■ **What the exercise asks**:
Quote, exactly, the line holding "# point at: worker's arm (one per instance)" and all lines after it to the end of the records below. Exclude pictures.

(Point-per-instance localization data)
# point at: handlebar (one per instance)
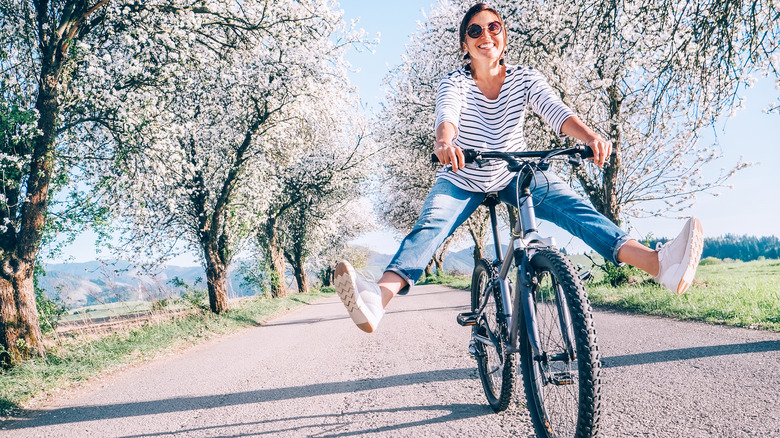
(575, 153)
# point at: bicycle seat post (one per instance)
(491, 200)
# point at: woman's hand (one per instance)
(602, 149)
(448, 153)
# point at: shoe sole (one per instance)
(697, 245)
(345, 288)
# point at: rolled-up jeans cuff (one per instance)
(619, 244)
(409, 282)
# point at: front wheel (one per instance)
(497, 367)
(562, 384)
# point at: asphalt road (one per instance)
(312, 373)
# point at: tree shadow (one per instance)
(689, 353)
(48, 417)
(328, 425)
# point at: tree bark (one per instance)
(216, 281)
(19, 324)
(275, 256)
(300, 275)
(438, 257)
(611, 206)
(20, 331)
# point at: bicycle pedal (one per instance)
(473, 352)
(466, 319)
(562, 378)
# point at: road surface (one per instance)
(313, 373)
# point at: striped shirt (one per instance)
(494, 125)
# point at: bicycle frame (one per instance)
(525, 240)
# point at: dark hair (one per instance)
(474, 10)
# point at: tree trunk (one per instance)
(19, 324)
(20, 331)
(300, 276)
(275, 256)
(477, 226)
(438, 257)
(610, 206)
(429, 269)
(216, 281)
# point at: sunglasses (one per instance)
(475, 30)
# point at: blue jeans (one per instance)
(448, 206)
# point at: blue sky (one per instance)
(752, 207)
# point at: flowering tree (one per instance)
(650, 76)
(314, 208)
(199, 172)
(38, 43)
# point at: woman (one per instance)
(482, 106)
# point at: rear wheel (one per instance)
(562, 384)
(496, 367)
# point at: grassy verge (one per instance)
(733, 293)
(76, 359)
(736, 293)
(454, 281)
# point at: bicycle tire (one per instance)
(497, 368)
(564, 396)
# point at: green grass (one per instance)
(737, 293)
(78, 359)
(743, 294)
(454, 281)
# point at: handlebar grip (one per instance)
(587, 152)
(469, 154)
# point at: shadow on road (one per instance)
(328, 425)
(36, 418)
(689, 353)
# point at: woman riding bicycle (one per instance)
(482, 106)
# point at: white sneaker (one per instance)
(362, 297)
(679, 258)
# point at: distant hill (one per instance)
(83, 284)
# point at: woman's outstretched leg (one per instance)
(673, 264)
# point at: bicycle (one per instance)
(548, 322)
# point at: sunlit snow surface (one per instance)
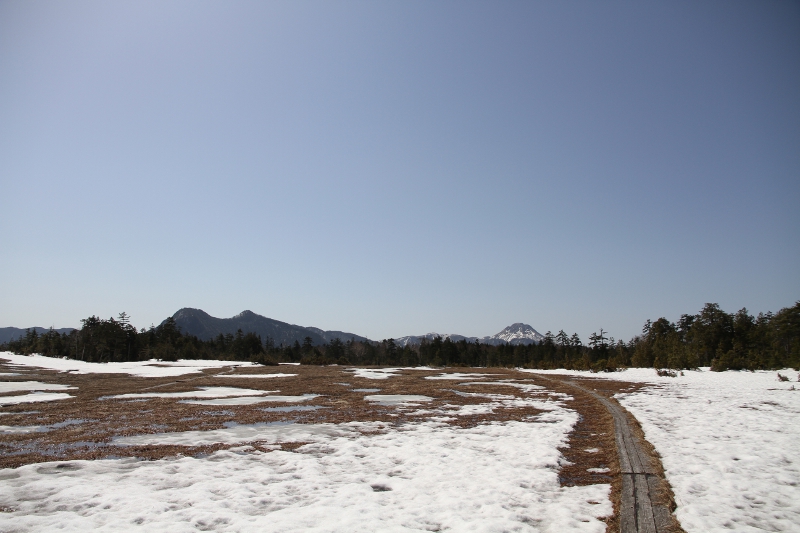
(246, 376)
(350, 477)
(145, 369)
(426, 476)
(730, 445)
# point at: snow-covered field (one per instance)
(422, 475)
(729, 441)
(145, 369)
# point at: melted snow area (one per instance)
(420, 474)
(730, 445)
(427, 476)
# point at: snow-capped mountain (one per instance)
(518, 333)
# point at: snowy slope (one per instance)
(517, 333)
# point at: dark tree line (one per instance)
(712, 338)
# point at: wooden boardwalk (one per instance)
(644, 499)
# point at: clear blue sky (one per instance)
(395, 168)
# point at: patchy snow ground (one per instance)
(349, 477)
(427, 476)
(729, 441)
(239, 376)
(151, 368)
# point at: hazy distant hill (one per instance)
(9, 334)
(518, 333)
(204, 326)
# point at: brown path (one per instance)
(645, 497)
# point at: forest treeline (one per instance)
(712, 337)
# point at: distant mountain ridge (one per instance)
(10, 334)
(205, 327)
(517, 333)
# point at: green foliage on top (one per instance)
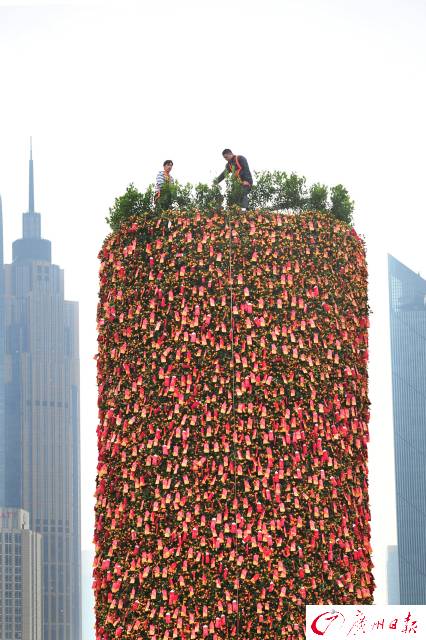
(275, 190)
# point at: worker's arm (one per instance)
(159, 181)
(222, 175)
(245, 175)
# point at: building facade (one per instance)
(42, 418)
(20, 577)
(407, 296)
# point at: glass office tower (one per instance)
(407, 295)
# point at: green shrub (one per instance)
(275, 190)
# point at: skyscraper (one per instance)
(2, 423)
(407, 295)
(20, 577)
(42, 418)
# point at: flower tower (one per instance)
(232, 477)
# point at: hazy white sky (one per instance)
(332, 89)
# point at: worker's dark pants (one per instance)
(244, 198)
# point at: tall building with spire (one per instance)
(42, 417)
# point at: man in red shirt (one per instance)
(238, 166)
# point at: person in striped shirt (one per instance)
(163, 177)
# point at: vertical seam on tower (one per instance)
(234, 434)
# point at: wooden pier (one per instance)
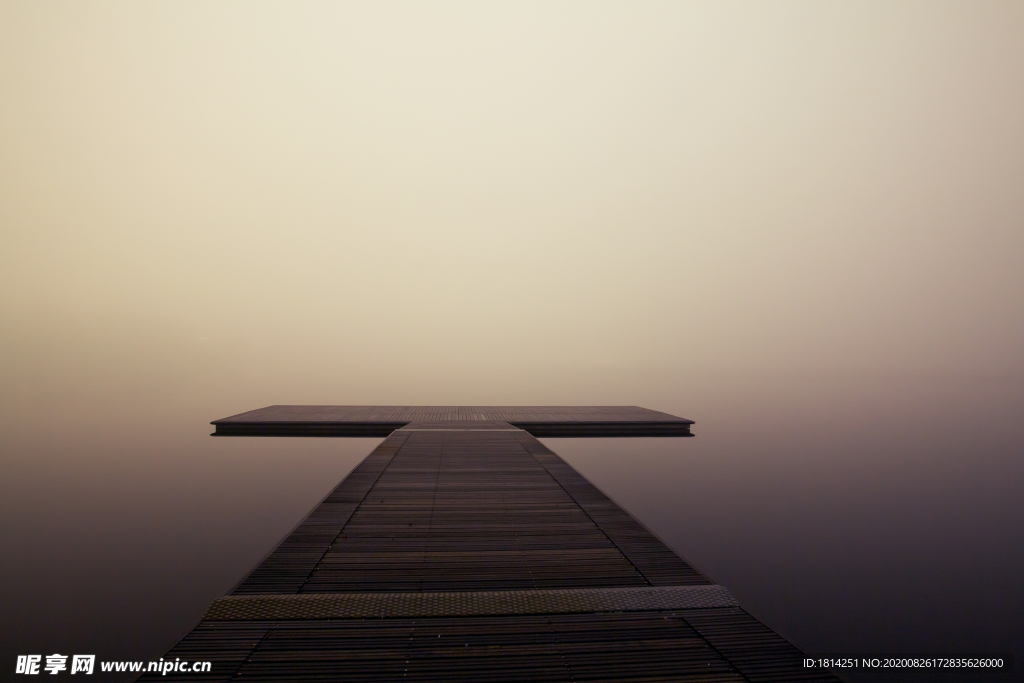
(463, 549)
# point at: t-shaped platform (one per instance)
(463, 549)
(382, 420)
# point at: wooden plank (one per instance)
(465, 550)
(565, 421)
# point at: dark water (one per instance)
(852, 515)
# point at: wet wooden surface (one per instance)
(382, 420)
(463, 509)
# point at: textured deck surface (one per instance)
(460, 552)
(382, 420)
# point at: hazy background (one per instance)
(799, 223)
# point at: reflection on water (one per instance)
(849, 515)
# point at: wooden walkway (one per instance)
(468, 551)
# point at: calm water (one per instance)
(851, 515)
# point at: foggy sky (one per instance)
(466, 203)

■ **Problem solution**:
# point at: worker's arm (one per instance)
(159, 181)
(222, 175)
(245, 175)
# point at: building facade (one per instance)
(42, 418)
(20, 577)
(407, 296)
# point at: glass office tower (one per instance)
(407, 295)
# point at: green shrub (one per instance)
(275, 190)
# point at: skyscraper (one per instance)
(2, 423)
(407, 295)
(20, 577)
(42, 418)
# point at: flower tower (one per instance)
(232, 477)
# point at: hazy white sky (one per instance)
(332, 89)
# point at: worker's dark pants (one per instance)
(244, 198)
# point at: tall building with spire (one per instance)
(42, 417)
# point at: man in red shirt (one per instance)
(238, 166)
# point at: person in striped shirt (one per instance)
(163, 177)
# point at: vertical seam on tower (one per instance)
(234, 434)
# point at: wooden pier (one per instance)
(463, 549)
# point at: t-shaped platform (one per instance)
(463, 549)
(382, 420)
# point at: wooden plank (one per instance)
(465, 550)
(565, 421)
# point at: dark water (one per instance)
(852, 515)
# point at: wet wooden surface (one per instance)
(382, 420)
(463, 509)
# point at: textured deck surface (one per instance)
(460, 552)
(382, 420)
# point at: hazy background (one per instance)
(799, 223)
# point at: reflection on water (one per instance)
(849, 515)
# point at: wooden walkway (one per instance)
(468, 551)
# point at: calm water (one per instance)
(851, 515)
# point at: foggy sky (one per instance)
(466, 203)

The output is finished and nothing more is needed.